§ Exercise requirements: Turn the data, starting at the line containing "In this picture, where can the front wheel" and running through the end of the data, into a numbered list, skipping any blank lines. Leave the pictures out of your answer.

=== Data section ===

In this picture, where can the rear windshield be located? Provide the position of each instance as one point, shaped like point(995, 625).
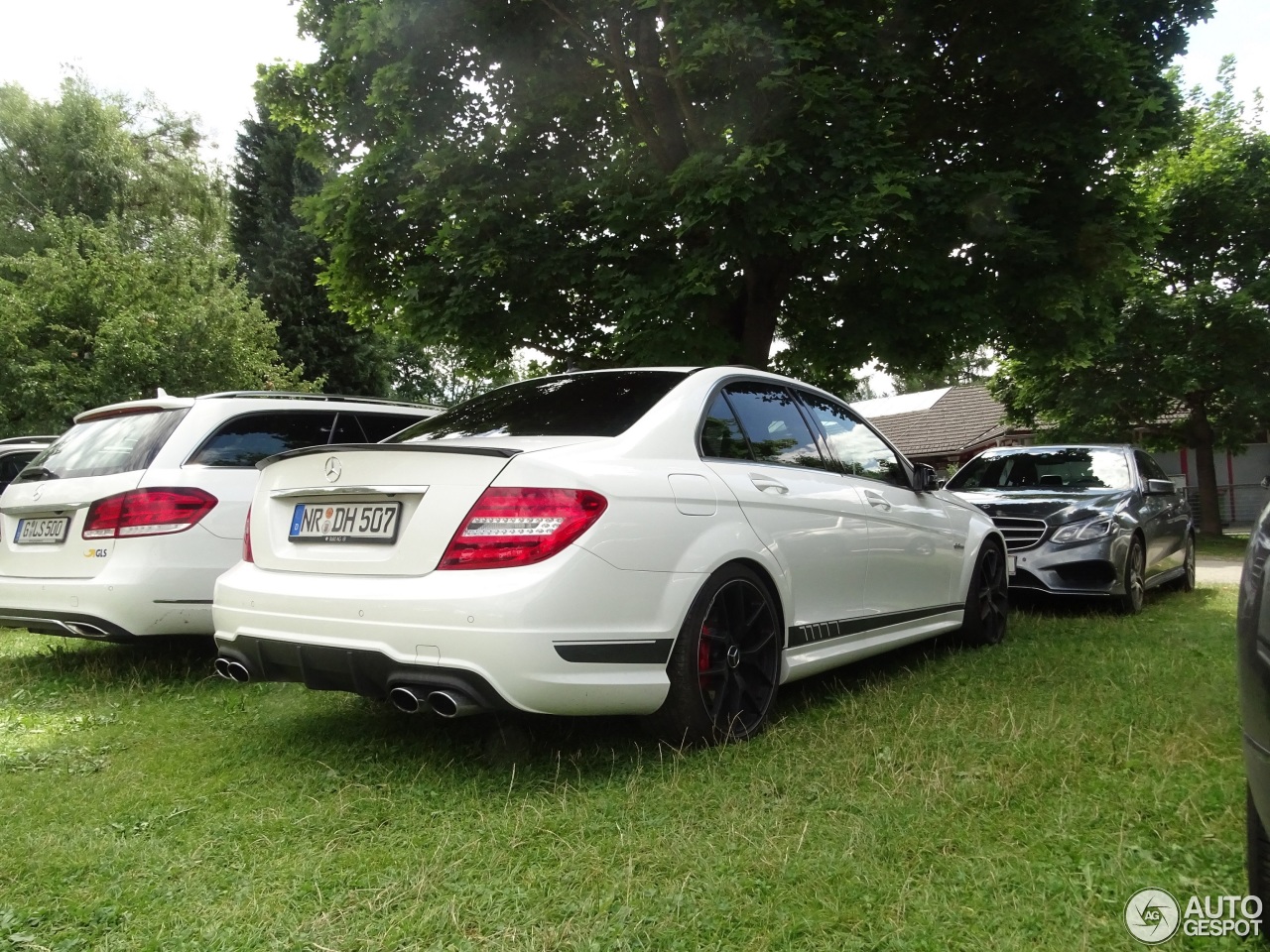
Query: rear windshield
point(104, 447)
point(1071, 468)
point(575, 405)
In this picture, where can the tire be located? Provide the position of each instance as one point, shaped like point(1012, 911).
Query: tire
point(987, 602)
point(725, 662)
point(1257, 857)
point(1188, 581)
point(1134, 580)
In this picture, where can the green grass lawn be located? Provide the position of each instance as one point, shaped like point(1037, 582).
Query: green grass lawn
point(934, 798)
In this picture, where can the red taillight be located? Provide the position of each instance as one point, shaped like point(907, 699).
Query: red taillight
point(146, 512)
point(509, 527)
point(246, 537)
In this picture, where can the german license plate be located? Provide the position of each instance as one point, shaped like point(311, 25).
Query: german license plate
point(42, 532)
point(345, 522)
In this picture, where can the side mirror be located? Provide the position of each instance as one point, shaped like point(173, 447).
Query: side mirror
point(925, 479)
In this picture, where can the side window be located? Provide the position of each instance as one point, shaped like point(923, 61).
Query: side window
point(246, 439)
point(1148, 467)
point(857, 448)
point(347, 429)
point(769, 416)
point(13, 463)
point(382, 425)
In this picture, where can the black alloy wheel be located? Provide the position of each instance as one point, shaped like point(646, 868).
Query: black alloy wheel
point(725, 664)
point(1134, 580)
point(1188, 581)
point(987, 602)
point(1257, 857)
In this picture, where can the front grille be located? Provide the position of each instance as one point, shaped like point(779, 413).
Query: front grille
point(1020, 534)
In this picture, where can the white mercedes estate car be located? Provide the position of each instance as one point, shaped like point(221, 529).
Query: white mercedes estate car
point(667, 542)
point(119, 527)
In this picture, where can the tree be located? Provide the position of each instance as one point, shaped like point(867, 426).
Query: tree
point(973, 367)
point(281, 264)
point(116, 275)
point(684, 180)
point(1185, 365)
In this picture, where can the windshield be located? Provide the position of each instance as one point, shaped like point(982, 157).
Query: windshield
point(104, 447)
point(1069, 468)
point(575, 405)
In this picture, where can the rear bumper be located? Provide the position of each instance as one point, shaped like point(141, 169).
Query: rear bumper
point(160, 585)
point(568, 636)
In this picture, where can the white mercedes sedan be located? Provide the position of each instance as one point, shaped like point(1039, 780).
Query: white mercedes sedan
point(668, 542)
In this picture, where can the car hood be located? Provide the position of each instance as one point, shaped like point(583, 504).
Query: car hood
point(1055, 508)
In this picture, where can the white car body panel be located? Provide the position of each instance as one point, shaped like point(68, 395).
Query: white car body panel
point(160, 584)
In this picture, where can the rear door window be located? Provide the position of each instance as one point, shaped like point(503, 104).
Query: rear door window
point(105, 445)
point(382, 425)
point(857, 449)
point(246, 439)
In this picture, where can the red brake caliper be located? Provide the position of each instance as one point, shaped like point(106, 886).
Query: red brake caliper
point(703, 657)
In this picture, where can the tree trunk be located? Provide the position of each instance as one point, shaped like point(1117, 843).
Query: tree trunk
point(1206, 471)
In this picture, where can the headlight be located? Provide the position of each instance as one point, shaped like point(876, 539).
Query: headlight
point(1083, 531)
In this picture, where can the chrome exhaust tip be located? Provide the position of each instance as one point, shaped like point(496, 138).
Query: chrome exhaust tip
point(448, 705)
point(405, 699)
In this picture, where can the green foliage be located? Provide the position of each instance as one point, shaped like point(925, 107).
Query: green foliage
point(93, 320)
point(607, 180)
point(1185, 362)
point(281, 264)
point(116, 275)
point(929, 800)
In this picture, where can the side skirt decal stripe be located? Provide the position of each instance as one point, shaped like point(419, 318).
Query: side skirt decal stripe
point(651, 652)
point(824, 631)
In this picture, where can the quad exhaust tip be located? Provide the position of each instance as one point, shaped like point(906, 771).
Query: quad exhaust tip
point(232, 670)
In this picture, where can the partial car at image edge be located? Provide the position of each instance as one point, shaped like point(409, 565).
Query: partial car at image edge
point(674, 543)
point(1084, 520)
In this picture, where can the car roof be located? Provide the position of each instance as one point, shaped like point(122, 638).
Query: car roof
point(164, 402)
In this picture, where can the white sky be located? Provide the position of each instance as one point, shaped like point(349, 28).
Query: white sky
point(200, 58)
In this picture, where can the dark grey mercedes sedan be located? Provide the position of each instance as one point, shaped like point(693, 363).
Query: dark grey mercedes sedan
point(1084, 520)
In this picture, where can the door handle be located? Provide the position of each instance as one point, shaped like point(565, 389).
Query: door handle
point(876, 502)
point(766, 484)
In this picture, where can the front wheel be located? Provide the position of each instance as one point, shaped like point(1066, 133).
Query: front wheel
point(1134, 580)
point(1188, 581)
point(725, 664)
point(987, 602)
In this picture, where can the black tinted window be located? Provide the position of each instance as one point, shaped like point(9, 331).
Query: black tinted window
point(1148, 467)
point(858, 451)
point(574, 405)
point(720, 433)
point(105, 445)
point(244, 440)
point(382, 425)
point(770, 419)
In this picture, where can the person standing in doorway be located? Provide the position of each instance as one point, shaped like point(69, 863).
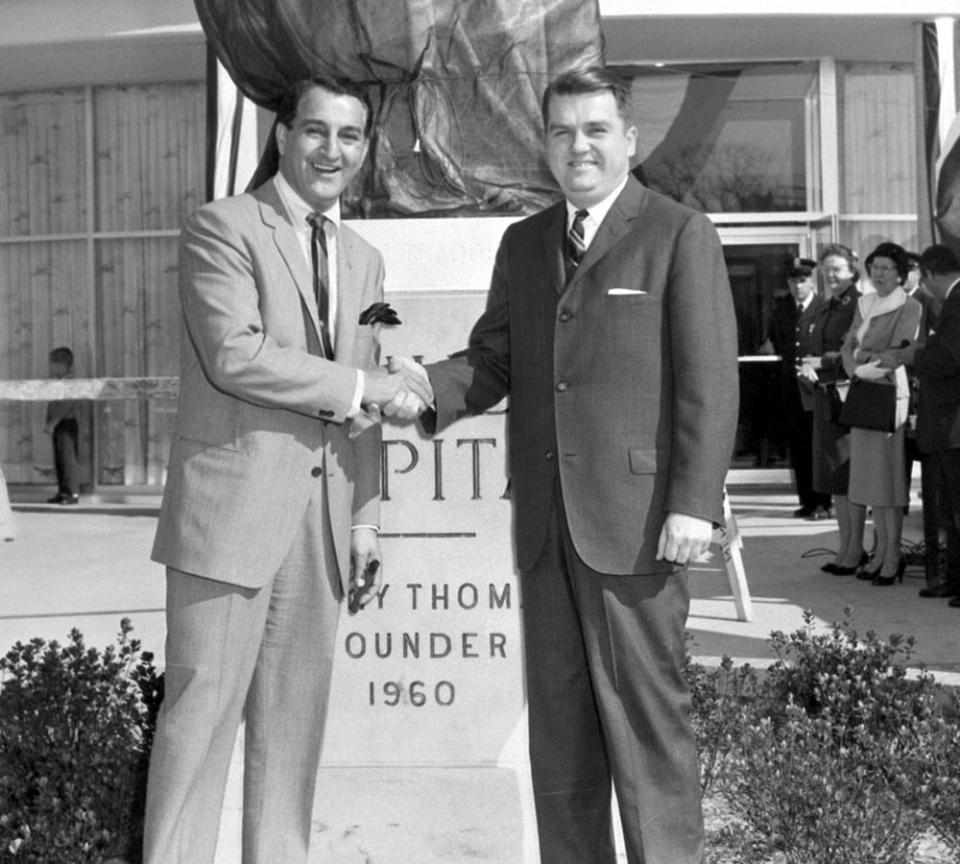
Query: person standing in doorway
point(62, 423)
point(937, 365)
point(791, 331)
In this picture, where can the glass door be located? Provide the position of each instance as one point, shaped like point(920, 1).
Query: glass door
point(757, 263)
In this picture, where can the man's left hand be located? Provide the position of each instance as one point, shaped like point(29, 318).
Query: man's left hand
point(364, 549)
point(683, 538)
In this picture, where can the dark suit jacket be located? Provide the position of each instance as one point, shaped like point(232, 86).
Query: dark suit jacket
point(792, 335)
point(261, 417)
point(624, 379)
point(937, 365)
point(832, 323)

===

§ Task response:
1. In this picture, where can the front wheel be located? Provide the position of each instance as one point, shaped like point(1066, 133).
2. Query: front wheel
3. point(1134, 580)
4. point(1188, 581)
5. point(725, 664)
6. point(987, 602)
7. In this picture, where can the black tinted window be located? Provide the position of each instance as one point, shaped like point(9, 331).
8. Query: black tinted window
9. point(1148, 467)
10. point(858, 451)
11. point(574, 405)
12. point(720, 433)
13. point(105, 445)
14. point(244, 440)
15. point(382, 425)
16. point(770, 419)
17. In this picture, where can the person standing in doorway be located? Provide the position of each instance as one point, shaped like point(69, 863).
18. Query: person standing in doorway
19. point(62, 423)
20. point(937, 365)
21. point(791, 331)
22. In this picture, where can the glass door be located? Provide the position of each instance as one point, shaped like point(920, 1).
23. Query: glass door
24. point(757, 263)
25. In this picture, where can the man's left hand be located? Provide the position of each instance as one point, shaped like point(29, 318).
26. Query: man's left hand
27. point(364, 549)
28. point(683, 538)
29. In this picture, where can the dark suit jacket be located? Provide the position of each instance as one point, shaped like point(232, 86).
30. Query: dark suit jacket
31. point(792, 335)
32. point(261, 417)
33. point(624, 379)
34. point(937, 365)
35. point(832, 323)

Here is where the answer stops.